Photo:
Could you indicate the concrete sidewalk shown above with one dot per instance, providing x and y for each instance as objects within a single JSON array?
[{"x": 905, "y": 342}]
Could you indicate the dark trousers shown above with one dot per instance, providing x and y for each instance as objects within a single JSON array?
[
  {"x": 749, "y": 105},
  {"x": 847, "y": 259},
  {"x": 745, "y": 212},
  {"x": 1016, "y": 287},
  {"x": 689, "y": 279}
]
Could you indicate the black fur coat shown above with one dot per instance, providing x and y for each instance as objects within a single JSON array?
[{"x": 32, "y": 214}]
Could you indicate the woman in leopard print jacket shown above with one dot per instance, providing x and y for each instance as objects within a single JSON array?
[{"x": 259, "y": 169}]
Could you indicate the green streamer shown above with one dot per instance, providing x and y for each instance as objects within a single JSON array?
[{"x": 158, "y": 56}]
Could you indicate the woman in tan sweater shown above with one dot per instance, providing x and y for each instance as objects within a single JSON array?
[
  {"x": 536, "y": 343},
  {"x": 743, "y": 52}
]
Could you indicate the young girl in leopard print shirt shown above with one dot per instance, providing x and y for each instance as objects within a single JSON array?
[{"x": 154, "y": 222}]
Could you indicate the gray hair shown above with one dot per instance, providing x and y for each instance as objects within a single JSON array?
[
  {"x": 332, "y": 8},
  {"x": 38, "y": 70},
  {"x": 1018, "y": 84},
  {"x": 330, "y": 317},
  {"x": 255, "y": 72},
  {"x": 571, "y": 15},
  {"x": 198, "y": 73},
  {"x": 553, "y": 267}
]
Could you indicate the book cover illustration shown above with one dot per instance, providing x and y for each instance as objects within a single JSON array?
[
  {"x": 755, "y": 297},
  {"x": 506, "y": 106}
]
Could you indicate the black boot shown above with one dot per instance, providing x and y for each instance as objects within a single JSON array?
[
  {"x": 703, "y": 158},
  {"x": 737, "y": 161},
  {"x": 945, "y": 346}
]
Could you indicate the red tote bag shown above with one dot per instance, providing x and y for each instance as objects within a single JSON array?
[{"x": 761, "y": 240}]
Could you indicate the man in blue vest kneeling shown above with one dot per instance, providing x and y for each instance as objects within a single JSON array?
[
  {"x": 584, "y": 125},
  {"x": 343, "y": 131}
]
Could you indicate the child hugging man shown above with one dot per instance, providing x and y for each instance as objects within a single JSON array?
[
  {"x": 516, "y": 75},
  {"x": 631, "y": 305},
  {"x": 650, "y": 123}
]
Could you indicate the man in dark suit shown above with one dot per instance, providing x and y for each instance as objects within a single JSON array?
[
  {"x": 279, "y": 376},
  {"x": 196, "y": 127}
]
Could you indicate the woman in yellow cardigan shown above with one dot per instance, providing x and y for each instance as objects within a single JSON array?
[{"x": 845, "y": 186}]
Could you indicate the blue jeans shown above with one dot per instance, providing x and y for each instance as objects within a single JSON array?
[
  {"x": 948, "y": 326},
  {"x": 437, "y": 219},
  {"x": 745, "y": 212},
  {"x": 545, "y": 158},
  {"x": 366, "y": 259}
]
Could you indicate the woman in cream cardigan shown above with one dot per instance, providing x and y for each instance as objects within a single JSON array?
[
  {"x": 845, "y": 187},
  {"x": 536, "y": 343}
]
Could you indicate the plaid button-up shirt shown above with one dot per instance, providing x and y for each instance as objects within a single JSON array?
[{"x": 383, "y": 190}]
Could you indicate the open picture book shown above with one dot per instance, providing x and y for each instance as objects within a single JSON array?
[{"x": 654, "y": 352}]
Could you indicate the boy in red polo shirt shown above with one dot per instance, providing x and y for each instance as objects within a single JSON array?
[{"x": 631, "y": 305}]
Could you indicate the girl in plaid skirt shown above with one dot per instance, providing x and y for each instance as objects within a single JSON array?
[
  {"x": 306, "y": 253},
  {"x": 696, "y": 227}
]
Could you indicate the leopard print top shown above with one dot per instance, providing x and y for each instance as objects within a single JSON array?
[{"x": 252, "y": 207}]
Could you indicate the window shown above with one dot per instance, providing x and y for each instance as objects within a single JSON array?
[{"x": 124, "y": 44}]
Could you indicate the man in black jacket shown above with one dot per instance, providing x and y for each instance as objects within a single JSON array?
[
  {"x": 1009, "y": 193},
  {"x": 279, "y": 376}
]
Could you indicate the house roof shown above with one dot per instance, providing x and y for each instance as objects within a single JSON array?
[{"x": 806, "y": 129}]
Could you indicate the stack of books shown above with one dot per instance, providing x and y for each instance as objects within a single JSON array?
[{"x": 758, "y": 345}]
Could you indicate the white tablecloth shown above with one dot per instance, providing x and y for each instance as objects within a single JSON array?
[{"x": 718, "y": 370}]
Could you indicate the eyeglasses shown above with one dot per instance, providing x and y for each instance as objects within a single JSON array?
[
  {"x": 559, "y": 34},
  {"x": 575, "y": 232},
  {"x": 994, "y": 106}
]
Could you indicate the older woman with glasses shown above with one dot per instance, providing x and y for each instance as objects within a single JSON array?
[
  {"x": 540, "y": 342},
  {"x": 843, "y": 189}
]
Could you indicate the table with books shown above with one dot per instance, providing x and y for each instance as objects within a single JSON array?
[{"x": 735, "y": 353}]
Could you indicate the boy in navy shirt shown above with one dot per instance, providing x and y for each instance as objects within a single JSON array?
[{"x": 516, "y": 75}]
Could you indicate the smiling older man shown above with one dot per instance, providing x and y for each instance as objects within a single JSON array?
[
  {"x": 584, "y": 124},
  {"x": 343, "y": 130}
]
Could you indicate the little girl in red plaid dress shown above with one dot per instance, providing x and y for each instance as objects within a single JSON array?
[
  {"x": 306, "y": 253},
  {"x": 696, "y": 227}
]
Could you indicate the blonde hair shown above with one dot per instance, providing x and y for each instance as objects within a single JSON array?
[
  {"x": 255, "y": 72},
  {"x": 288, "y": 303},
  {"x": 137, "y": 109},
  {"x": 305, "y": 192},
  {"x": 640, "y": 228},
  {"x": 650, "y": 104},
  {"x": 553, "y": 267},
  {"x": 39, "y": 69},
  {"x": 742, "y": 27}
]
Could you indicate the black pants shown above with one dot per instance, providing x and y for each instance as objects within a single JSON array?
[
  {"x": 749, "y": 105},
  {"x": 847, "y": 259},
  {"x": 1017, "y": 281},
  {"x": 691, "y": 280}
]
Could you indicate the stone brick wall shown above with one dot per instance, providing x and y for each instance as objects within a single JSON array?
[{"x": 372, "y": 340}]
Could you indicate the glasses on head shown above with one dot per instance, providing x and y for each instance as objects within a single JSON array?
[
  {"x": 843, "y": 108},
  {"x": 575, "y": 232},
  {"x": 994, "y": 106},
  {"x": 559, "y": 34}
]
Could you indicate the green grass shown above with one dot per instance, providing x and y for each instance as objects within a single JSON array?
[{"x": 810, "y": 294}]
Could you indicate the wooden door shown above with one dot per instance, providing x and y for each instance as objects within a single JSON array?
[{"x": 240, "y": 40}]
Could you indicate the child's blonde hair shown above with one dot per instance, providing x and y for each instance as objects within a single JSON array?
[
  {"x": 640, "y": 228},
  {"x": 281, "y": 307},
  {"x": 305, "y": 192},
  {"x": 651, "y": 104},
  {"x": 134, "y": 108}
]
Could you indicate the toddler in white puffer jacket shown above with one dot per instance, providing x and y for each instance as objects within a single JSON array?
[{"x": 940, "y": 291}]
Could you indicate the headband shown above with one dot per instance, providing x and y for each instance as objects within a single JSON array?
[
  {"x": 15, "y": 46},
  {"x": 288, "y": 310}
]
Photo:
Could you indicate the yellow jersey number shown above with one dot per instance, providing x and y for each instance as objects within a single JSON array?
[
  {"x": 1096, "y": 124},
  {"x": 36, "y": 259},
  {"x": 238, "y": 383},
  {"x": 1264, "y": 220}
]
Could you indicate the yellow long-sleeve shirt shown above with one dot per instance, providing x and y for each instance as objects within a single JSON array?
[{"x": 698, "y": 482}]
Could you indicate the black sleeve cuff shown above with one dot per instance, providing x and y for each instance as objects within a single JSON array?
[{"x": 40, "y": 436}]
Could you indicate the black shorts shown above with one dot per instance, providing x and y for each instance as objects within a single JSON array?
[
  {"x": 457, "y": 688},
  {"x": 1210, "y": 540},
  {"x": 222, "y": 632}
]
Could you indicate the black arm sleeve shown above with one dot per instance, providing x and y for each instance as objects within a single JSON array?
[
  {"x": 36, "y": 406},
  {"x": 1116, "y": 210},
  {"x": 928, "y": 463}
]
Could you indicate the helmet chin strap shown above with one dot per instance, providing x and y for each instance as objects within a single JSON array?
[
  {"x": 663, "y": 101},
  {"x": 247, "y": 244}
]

▸ **REQUIREMENTS**
Reproduce only the lines running from the one with "Could you indicate the yellow long-sleeve" through the final line of the listing above, both ends included.

▸ **CORRECT RESPONSE**
Could you indicate the yellow long-sleeve shirt shown above with one dot per instance, providing x and y for each instance as objects within a single JSON array?
[{"x": 698, "y": 482}]
Could you indicate the black sleeve cuff shown above with one dot per instance, providing x and y for each instance as objects within a single JSON array?
[{"x": 40, "y": 436}]
Could you indicate the black shorts shown above with one dot per instance, providing x and y for each instance as objects within a single JSON array?
[
  {"x": 457, "y": 688},
  {"x": 1210, "y": 540},
  {"x": 222, "y": 632}
]
Could you indicate the black arm sleeve shown above with one dot per instance, providing x and y for each instance as objects within a single JSON array?
[
  {"x": 36, "y": 406},
  {"x": 1116, "y": 210},
  {"x": 928, "y": 463}
]
Could you indicate the helmet chin strap shown above with one dot per instance, providing x and y for each instance as objects within a single JSON array?
[
  {"x": 663, "y": 101},
  {"x": 247, "y": 244}
]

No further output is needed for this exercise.